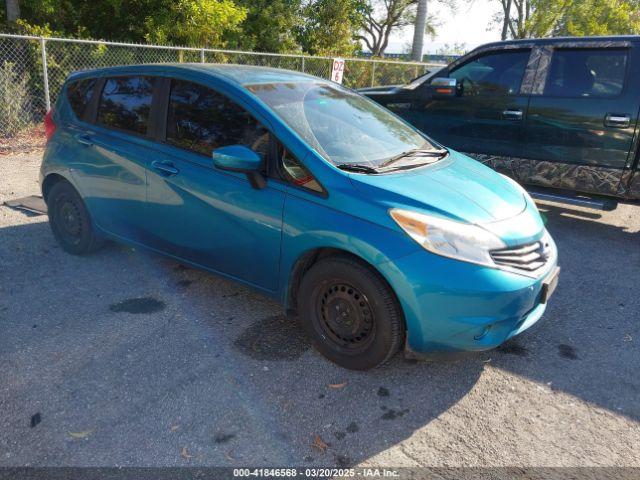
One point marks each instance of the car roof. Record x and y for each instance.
(239, 74)
(551, 40)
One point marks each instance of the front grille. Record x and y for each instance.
(525, 258)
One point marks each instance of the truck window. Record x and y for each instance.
(586, 73)
(494, 74)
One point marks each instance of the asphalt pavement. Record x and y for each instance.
(126, 358)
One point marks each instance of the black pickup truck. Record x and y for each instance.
(557, 113)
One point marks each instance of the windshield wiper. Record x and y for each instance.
(414, 154)
(356, 167)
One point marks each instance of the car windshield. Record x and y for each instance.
(343, 126)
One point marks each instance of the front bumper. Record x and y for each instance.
(452, 306)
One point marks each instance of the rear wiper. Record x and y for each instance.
(414, 154)
(356, 167)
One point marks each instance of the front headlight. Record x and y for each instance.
(462, 241)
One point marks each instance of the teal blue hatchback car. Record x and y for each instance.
(373, 235)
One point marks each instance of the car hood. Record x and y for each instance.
(456, 187)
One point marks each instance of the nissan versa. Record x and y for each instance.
(372, 234)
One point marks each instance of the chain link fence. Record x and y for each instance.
(33, 69)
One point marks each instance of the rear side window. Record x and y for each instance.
(496, 74)
(586, 73)
(201, 120)
(125, 103)
(79, 95)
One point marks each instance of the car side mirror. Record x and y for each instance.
(443, 87)
(238, 158)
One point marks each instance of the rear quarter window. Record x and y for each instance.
(79, 95)
(125, 103)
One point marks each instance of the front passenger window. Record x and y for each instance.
(201, 120)
(495, 74)
(295, 172)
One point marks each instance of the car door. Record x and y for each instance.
(582, 117)
(487, 116)
(112, 150)
(210, 217)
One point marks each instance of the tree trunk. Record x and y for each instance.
(418, 31)
(13, 10)
(506, 5)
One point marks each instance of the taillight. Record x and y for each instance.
(49, 125)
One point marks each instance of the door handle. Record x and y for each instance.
(165, 169)
(514, 115)
(84, 140)
(617, 121)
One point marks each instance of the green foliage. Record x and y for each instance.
(600, 17)
(541, 18)
(197, 23)
(270, 26)
(331, 26)
(14, 100)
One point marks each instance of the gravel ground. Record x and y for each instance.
(126, 358)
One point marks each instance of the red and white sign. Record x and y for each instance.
(337, 71)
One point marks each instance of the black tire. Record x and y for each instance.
(350, 313)
(70, 221)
==========
INSTRUCTIONS FOR THE TASK →
Repeat exactly the lines from the line containing "One point marks each instance of the car door." through the last line of the records above, including both, and nothing else.

TASK ANSWER →
One point marks each instance of the car door. Record x and y for each instance.
(582, 117)
(487, 116)
(112, 150)
(210, 217)
One point marks each instance of the tree trunk. Record x and y for each instance.
(418, 31)
(13, 10)
(506, 5)
One point marks each instance of the taillight. Record x and y for each instance.
(49, 125)
One point marks each instance of the door handle. Record x and y for each instance.
(165, 169)
(514, 115)
(84, 140)
(617, 121)
One point marks each instance of the green foliage. Record x and y for each instance.
(600, 17)
(541, 18)
(197, 23)
(270, 26)
(331, 26)
(14, 100)
One point marks each instance of the gravel ground. Record x and y for each instance.
(126, 358)
One point marks each instance of the red and white sign. Record x and y for each instance.
(337, 71)
One point marks each instance of the black tire. Record x and y for each instance.
(350, 313)
(70, 221)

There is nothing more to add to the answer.